#### TEXTO PARA LEITURA:
————
No início da década de 1990, no governo Collor de Melo, iniciou-se o programa de privatização do parque estatal brasileiro. O discurso dos presidentes Fernandos, Collor e Fernando Henrique, debaixo de forte pressão do governo norte-americano, era que “precisávamos privatizar as estatais para pagar a Dívida Pública”. 
Assim, grande parte do patrimônio público brasileiro foi privatizada. Contudo, o estoque da Dívida Pública Federal e dos Estados não diminuiu. Pelo contrário, seguiu uma trajetória de crescimento.

Além disso, não houve, no período, qualquer melhoria na qualidade de vida da população brasileira e investimentos novos substantivos na infraestrutura econômica desde o governo Fernando Henrique. Ficou caracterizado que a Dívida Pública, sem qualquer contrapartida de investimentos na economia, serviu apenas para garantir lucros crescentes e vitalícios ao grande capital financeiro rentista e às grandes corporações que o manipulam.
————
#### ITENS:
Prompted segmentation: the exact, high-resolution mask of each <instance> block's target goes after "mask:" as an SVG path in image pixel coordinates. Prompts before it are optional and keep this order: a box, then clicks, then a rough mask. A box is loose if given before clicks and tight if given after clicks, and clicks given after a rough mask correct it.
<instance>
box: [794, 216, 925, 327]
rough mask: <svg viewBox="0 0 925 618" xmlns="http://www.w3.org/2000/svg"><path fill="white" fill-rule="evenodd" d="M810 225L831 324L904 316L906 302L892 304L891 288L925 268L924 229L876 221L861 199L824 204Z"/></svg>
————
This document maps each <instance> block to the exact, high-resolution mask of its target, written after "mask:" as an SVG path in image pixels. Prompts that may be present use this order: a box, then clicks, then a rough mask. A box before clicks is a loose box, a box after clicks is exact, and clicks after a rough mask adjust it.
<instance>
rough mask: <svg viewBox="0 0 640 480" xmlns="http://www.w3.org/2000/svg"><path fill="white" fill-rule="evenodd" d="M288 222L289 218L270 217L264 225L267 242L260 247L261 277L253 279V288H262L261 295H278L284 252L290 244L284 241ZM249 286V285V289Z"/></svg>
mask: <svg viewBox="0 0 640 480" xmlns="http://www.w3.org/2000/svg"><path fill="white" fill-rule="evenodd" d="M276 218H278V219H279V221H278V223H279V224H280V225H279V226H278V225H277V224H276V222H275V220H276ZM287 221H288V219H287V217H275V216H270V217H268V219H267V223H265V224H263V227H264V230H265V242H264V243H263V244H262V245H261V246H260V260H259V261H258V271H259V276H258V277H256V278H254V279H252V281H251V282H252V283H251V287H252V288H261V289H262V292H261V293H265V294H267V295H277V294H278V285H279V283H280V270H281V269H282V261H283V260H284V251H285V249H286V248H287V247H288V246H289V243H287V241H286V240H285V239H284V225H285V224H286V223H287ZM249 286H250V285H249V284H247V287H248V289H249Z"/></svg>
————
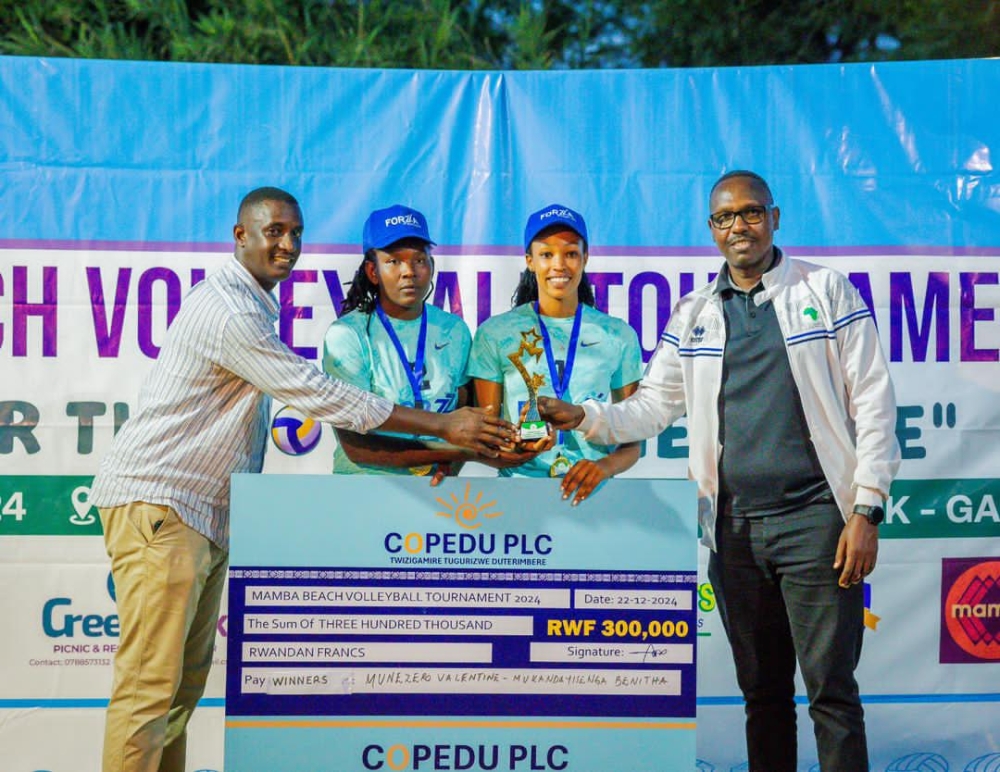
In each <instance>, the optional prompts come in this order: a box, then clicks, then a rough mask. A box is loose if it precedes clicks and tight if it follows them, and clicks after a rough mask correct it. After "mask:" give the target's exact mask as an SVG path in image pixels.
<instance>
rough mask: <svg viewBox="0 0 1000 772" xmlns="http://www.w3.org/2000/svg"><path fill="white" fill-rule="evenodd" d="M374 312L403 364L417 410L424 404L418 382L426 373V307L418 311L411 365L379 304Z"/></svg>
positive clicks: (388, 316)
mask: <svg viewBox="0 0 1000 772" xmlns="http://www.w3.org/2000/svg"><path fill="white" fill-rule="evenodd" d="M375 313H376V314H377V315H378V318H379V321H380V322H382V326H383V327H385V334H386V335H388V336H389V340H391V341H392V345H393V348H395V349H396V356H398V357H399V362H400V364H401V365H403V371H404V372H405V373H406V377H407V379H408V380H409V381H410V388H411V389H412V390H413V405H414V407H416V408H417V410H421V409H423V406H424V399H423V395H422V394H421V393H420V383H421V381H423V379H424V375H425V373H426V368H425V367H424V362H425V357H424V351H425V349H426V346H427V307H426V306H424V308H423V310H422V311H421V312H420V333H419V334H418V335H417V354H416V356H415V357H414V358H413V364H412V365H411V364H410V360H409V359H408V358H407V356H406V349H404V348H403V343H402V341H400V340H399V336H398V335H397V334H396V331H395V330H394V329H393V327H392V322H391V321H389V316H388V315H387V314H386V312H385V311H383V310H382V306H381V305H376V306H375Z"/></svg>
————
#### EXERCÍCIOS:
1. Troque "Collor de Melo" por "Fernando Collor" no trecho do texto sobre a privatização que vai de "No início da" a "trajetória de crescimento.", e escreva o trecho novamente com essa mudança.
2. Responda com base no texto sobre a privatização:
(a) Em que período se iniciou o programa de privatização do parque estatal brasileiro?
(b) O que aconteceu com o estoque da Dívida Pública Federal e dos Estados depois das privatizações?
(c) Para que serviu a Dívida Pública, segundo o último parágrafo?
Os itens foram tirados de uma fonte diferente da do texto.

#### RESPOSTAS:
1.
No início da década de 1990, no governo Fernando Collor, iniciou-se o programa de privatização do parque estatal brasileiro. O discurso dos presidentes Fernandos, Collor e Fernando Henrique, debaixo de forte pressão do governo norte-americano, era que “precisávamos privatizar as estatais para pagar a Dívida Pública”. 
Assim, grande parte do patrimônio público brasileiro foi privatizada. Contudo, o estoque da Dívida Pública Federal e dos Estados não diminuiu. Pelo contrário, seguiu uma trajetória de crescimento.

2.
(a) No início da década de 1990, no governo Collor de Melo.
(b) Não diminuiu. Pelo contrário, seguiu uma trajetória de crescimento.
(c) Serviu apenas para garantir lucros crescentes e vitalícios ao grande capital financeiro rentista e às grandes corporações que o manipulam.